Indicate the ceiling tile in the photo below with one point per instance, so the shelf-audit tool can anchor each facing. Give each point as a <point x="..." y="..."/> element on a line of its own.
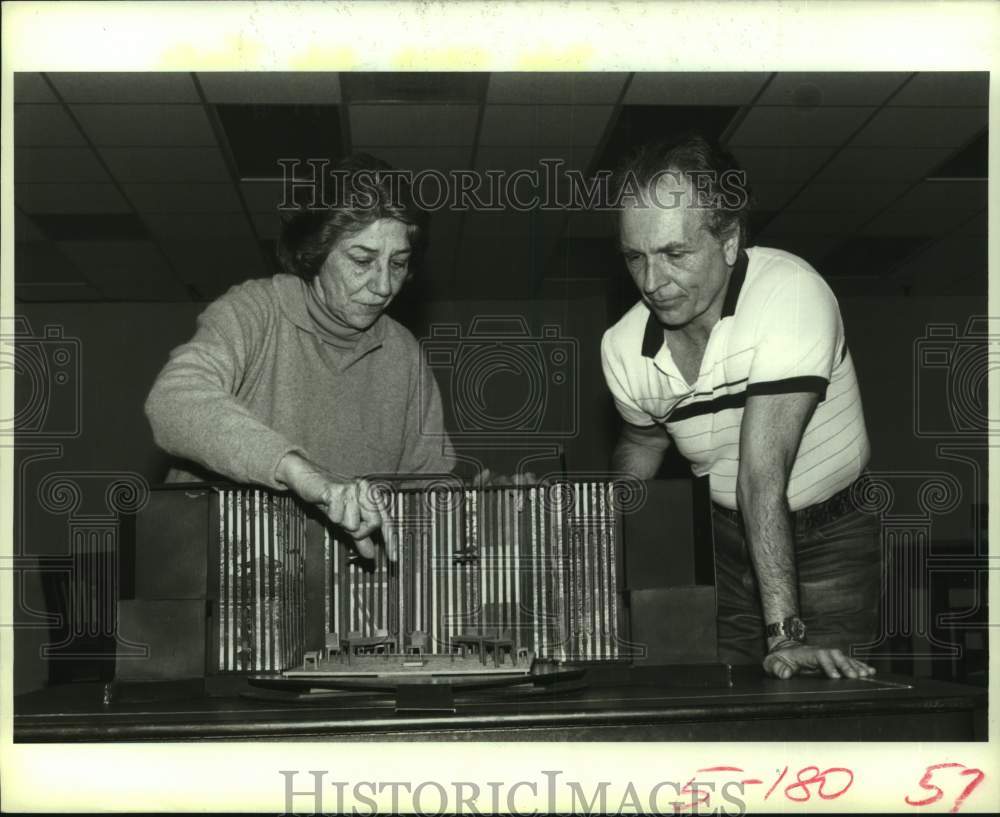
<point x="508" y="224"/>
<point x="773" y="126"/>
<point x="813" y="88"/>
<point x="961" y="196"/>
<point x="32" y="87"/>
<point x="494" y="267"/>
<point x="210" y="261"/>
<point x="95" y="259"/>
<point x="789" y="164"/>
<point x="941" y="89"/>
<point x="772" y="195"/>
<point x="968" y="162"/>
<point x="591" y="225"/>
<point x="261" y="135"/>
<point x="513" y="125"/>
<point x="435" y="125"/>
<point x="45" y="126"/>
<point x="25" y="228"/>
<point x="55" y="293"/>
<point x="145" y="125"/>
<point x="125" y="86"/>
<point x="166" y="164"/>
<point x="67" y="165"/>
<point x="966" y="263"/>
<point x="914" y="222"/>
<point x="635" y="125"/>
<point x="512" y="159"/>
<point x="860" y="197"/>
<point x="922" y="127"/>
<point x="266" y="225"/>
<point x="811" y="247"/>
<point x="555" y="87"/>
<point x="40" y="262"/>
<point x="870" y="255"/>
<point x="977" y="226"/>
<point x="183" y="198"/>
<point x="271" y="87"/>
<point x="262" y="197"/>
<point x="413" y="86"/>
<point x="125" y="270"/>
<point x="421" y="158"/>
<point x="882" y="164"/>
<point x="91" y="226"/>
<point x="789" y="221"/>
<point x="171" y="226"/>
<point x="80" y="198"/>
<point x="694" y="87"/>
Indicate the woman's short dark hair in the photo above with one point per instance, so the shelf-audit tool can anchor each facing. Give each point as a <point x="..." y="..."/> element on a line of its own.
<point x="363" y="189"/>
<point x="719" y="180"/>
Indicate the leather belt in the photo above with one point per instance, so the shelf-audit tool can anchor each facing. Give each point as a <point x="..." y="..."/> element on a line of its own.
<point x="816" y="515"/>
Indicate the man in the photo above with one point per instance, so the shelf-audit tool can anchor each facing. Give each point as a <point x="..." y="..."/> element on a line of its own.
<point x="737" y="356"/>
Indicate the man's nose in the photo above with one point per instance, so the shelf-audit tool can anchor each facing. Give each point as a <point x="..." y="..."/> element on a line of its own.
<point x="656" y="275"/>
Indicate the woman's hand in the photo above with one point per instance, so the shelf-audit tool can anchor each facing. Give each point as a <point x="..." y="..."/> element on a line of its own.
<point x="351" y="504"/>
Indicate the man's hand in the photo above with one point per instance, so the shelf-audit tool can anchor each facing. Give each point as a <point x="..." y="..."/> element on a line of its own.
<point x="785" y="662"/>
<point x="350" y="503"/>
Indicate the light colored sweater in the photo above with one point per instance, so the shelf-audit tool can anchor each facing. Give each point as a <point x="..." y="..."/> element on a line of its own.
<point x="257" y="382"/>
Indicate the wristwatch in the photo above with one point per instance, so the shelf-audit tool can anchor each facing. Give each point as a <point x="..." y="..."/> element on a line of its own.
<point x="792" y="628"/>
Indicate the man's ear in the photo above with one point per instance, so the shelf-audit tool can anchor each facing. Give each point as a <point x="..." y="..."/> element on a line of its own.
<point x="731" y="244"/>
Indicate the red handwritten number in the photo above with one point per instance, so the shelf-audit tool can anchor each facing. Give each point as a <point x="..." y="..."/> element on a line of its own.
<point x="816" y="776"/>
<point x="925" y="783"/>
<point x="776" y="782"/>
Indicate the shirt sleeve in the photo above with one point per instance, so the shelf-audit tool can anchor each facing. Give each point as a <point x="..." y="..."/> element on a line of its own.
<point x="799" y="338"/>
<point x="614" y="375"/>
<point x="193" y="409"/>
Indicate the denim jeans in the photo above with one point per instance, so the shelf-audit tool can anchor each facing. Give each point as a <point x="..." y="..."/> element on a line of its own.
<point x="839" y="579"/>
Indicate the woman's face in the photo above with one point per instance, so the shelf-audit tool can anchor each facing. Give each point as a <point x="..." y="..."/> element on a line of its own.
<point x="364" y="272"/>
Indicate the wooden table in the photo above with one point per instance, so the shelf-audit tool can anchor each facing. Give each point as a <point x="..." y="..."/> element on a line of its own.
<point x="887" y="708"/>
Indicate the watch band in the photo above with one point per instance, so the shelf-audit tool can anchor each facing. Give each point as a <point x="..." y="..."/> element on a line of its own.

Task instructions:
Each record above should come back exactly the same, only without its pictures.

Exercise solution:
Indicate the ceiling tile in the photo below with one point per instance, so the shelf-audit tool can anchor each facing. Give each point as a <point x="..." y="..."/> element on a line of its own.
<point x="508" y="224"/>
<point x="773" y="126"/>
<point x="813" y="88"/>
<point x="961" y="196"/>
<point x="32" y="87"/>
<point x="494" y="267"/>
<point x="210" y="261"/>
<point x="95" y="259"/>
<point x="789" y="164"/>
<point x="941" y="89"/>
<point x="772" y="195"/>
<point x="968" y="162"/>
<point x="591" y="225"/>
<point x="261" y="135"/>
<point x="513" y="125"/>
<point x="435" y="125"/>
<point x="45" y="126"/>
<point x="25" y="228"/>
<point x="55" y="293"/>
<point x="145" y="125"/>
<point x="125" y="86"/>
<point x="166" y="164"/>
<point x="67" y="165"/>
<point x="966" y="263"/>
<point x="914" y="222"/>
<point x="635" y="125"/>
<point x="512" y="159"/>
<point x="860" y="197"/>
<point x="922" y="127"/>
<point x="266" y="225"/>
<point x="811" y="247"/>
<point x="555" y="87"/>
<point x="40" y="262"/>
<point x="870" y="255"/>
<point x="977" y="226"/>
<point x="183" y="198"/>
<point x="271" y="87"/>
<point x="262" y="197"/>
<point x="413" y="86"/>
<point x="125" y="270"/>
<point x="421" y="158"/>
<point x="882" y="164"/>
<point x="91" y="226"/>
<point x="789" y="221"/>
<point x="171" y="226"/>
<point x="80" y="198"/>
<point x="694" y="87"/>
Indicate the woman's short dark hair in the photo above with one point per instance, so the shelf-audit tool can anchor each facing. Give each point as a <point x="..." y="..."/> element on a line of its own.
<point x="363" y="189"/>
<point x="719" y="180"/>
Indicate the leather belt in the photo above with one point per instance, so the shelf-audit tool can anchor each facing. Give each point as a <point x="..." y="..."/> element on a line of its own.
<point x="816" y="515"/>
Indicate the man in the photo above with one point per instance, so the shelf-audit tool can anchor each facing. Give each point as a <point x="..." y="..."/> element on a line of its own.
<point x="737" y="356"/>
Indicate the man's nose in the photo above with one point per instance, so the shelf-audit tool can anchor each facing. Give each point as a <point x="..." y="..."/> element on a line of its own.
<point x="656" y="275"/>
Indicate the woman's hand in the photo above with one point per instance, so the shelf-audit tool can anchor each facing. Give each point as a <point x="..." y="..."/> element on a line of its own.
<point x="351" y="504"/>
Indicate the man's hand in the photo above with one point per instance, so the shelf-audit tool can anchor each facing. Give each point as a <point x="..." y="..."/> element on a line of its own.
<point x="785" y="662"/>
<point x="350" y="503"/>
Indicate the light colored sweater in the photo above with one point per instance, so the shelf-audit tool can anchor each facing. Give each point as a <point x="..." y="..."/> element on a line of its own.
<point x="257" y="382"/>
Indicate the wristwatch in the photo above with one point per instance, so the shelf-audit tool can anchor each facing. Give each point as a <point x="..." y="..."/> element on a line of its own.
<point x="792" y="628"/>
Indicate the man's ear in the photo above with one point per instance, so the shelf-audit tool can anchor each facing. Give each point as a <point x="..." y="..."/> element on a line of its own.
<point x="731" y="244"/>
Indicate the red handwritten number in the photo above with one point per instance, so the shelf-audit tool can anchor each facing. Give each point as a <point x="..." y="..."/> element on a line of its own.
<point x="816" y="776"/>
<point x="925" y="783"/>
<point x="776" y="782"/>
Indicate the shirt sleeve in the photo above with one point per instance, so the shelf-audit tool can anchor each facing. Give each point as a <point x="..." y="..."/> element on a line of its own.
<point x="799" y="338"/>
<point x="614" y="375"/>
<point x="193" y="409"/>
Indicate the denim jeans in the photo above with one point per instance, so the shelf-audit tool can anchor each facing. Give each point as a <point x="..." y="..."/> element on a line of its own.
<point x="839" y="579"/>
Indicate the woman's face in the photo above with one point per instance, so the shelf-audit tool can anchor each facing. Give each point as a <point x="..." y="..."/> element on a line of its own.
<point x="364" y="272"/>
Indicate the wooden table in the photo above with one point per instance, so the shelf-audit tool can anchor each facing. Give each point as a <point x="..." y="..."/> element on a line of its own.
<point x="887" y="708"/>
Indicate the watch band in the photo above with one point per instance, so the shelf-audit tool can anchor each facing. Give each point as a <point x="..." y="..."/> element on a line of its own.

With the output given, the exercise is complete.